An exact copy of all the data is the required output.

______________________________

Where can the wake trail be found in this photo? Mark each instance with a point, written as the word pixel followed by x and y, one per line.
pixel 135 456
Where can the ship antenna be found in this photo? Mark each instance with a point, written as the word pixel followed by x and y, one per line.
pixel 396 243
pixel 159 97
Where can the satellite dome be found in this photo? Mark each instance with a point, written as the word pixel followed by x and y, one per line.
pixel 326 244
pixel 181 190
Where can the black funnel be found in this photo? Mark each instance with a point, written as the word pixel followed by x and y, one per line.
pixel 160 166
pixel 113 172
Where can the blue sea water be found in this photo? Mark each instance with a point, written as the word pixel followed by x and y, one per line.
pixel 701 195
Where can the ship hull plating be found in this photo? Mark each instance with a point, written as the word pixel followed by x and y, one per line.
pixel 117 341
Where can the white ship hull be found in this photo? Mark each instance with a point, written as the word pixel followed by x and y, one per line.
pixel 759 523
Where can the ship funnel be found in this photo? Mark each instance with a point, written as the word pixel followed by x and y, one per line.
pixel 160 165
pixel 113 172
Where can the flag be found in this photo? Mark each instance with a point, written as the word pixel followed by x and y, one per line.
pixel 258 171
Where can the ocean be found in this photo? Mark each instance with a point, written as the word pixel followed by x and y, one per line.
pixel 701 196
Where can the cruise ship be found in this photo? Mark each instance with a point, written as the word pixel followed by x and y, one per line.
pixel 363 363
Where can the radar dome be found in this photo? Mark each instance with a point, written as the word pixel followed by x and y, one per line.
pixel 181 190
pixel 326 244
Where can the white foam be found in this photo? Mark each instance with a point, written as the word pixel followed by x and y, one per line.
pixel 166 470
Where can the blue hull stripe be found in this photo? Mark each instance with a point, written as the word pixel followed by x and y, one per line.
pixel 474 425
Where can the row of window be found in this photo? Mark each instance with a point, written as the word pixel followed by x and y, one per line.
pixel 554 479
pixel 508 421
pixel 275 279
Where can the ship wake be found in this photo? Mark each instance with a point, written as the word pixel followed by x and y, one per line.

______________________________

** RESPONSE TO THE TASK **
Where can the wake trail be found in this photo? Mark each instance with a point, written as the word pixel followed by x and y, one per line.
pixel 135 456
Where can the ship antenna be found in this photo? Mark each instance with a point, written as the word pixel followed by x and y, one per line.
pixel 396 243
pixel 159 97
Where can the satellite dome be found in this photo? Mark each instance with a point, written as the word pixel followed by x and y, one per line.
pixel 326 244
pixel 181 190
Where can the black funnel be found in this photo? Mark each instance with a point, written as the word pixel followed by x and y, one per line.
pixel 160 166
pixel 113 172
Where can the blue sea water be found in this photo? Mark each instance with a point, written as the word pixel followed by x and y, one per line.
pixel 701 195
Where can the ship hull plating be found in this photo? Mark each instance with a point, written as the word pixel followed by x and y, one per line.
pixel 117 341
Where can the white ship hull be found in this photo? Mark each instance with a point, written as the word pixel followed by x and y, one per line.
pixel 759 523
Where can the ship funnel be found in this photo? Mark each instance with a point, written as the word pixel followed by x and y, one per line.
pixel 160 165
pixel 113 172
Where can the flag be found in this photo? Mark each instance with a point, written as the word pixel followed by x and y, one per line.
pixel 258 171
Where can the ocean be found in this photo? Mark each instance with a point, written as the word pixel followed by x and y, one per line.
pixel 701 196
Where can the cruise ship be found in this photo? Mark each instance with a point, written as the word pixel followed by x and y, one per line.
pixel 363 363
Where can the radar dome be found in this photo? Mark each instance with a point, written as the word pixel followed by x and y, one per line.
pixel 181 190
pixel 326 244
Where can the white foam be found in this photo? Mark each instance with a point, written as the word pixel followed by x and y, one per line.
pixel 166 470
Where can the blue hull stripe be found in this photo? Mark each instance with a point, written as the word pixel followed by x and y, one per line.
pixel 474 425
Where can the row of window be found in this photo? Mark each instance with a point, written as the word pixel followed by x and y, one per line.
pixel 554 479
pixel 508 421
pixel 275 279
Where can the ship wake be found in this photo? Mark each instance with a point, written as the word pixel followed by x and y, one per line.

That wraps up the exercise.